(Records from a pointing dataset)

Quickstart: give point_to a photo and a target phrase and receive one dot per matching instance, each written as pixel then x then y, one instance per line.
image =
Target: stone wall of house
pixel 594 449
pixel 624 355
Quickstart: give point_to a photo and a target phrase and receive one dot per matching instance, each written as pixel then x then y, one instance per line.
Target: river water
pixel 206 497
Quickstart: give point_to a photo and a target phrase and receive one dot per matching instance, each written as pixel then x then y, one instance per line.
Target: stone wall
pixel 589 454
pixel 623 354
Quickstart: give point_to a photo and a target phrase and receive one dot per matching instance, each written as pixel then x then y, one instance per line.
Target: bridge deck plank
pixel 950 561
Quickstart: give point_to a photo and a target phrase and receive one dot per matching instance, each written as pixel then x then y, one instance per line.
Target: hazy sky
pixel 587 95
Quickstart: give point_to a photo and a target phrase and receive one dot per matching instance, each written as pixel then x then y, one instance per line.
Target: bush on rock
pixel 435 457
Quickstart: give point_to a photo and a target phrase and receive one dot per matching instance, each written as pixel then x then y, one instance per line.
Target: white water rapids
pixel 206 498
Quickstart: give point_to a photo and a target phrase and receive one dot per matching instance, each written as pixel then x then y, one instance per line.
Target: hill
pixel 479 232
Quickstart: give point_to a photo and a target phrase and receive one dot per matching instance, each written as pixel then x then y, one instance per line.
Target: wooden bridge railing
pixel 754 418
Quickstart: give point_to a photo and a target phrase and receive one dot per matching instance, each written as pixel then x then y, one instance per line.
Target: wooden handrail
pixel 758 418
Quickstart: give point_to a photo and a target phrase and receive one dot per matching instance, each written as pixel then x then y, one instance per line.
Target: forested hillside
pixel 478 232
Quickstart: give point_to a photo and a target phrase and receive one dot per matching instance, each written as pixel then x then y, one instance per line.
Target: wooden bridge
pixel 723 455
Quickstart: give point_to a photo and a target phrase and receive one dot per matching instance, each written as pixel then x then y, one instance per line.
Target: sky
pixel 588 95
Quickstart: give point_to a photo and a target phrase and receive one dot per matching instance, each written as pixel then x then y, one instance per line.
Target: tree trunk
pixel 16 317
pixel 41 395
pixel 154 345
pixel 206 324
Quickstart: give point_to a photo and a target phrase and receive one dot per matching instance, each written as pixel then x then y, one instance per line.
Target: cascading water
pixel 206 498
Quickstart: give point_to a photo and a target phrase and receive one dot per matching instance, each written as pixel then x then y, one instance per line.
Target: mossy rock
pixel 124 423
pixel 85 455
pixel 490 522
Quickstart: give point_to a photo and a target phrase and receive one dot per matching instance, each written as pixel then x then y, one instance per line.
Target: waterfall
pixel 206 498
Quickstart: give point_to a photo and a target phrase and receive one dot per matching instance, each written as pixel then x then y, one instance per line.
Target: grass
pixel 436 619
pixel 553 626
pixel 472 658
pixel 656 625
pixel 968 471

[YOUR INSTRUCTIONS]: Copy out every one of the records above, line for line, without changing a single character.

[COMPLETED TASK]:
Quickstart: give point_to a photo and a target phrase and receive one dot per matching instance, each written as pixel then x then y, one instance per line.
image =
Target: stone wall of house
pixel 594 449
pixel 624 355
Quickstart: give point_to a photo and a target phrase and receive one dot per matching instance, each written as pixel then x then y, one instance per line.
Target: river water
pixel 206 497
Quickstart: give point_to a photo and a target phrase and receive one dot per matching instance, each written as pixel then x then y, one instance per line.
Target: stone wall
pixel 589 454
pixel 623 354
Quickstart: give point_to a photo and a target phrase and receive one dot per matching instance, each written as pixel then x then y, one instance per line.
Target: bridge deck plank
pixel 950 561
Quickstart: give point_to a photo and a target phrase and receive one dot per matching instance, each written as pixel then x then y, one instance per line.
Target: hazy sky
pixel 587 95
Quickstart: give point_to a photo and a target phrase and receive one dot per matching instance, each written as pixel then x then y, one instance per line.
Target: bush on rock
pixel 435 457
Quickstart: give point_to a photo and a target phrase and receive one dot per matching instance, each written as pixel then x then y, one instance per line.
Target: white water rapids
pixel 206 498
Quickstart: give point_to a photo and a target phrase and receive one dot per matching instance, each written as pixel then x then y, one instance per line.
Target: hill
pixel 479 232
Quickstart: give point_to a photo and a target phrase and receive one dot per matching instance, each written as pixel then x then y, one instance per line.
Target: wooden bridge railing
pixel 754 418
Quickstart: give point_to a photo and a target phrase and receive one dot per matching instance, each written as pixel then x then y, one instance per line.
Target: wooden handrail
pixel 758 418
Quickstart: give point_to a photo and a target phrase and receive one dot per matching instance, each written as pixel then x then y, one instance per line.
Target: forested hillside
pixel 478 232
Quickstart: give point_to a photo and a target phrase and receive one dot per matching instance, each written as pixel then x then y, one instance per line.
Target: wooden bridge
pixel 723 455
Quickstart: give point_to a photo and a target phrase and receive one dot per matching instance, each written as pixel then x then y, one instance per line.
Target: sky
pixel 588 95
Quickstart: give point_to a photo and a target phrase and receive one dot per matching instance, each written as pixel then x then y, one instance per line.
Target: tree trunk
pixel 16 317
pixel 41 395
pixel 154 345
pixel 206 324
Quickstart: give point_to a photo and a target phrase and receive one dot per matching instance, each written as pixel then x then y, one instance per line.
Target: cascading water
pixel 206 498
Quickstart: give point_to a photo and a target phrase and receive one dot per matching instance, each written as pixel then x then y, one instance per line.
Target: mossy rock
pixel 124 423
pixel 85 455
pixel 490 522
Quickstart: give point_to a photo and a target phrase and receive one dot per matching instance, each written as pixel then x then y, one instance per line.
Target: waterfall
pixel 206 498
Quickstart: give point_to a photo and a target phrase and receive one dot per matching instance, each written as pixel then x then y, one instance per line.
Target: grass
pixel 436 619
pixel 553 626
pixel 472 658
pixel 656 625
pixel 968 471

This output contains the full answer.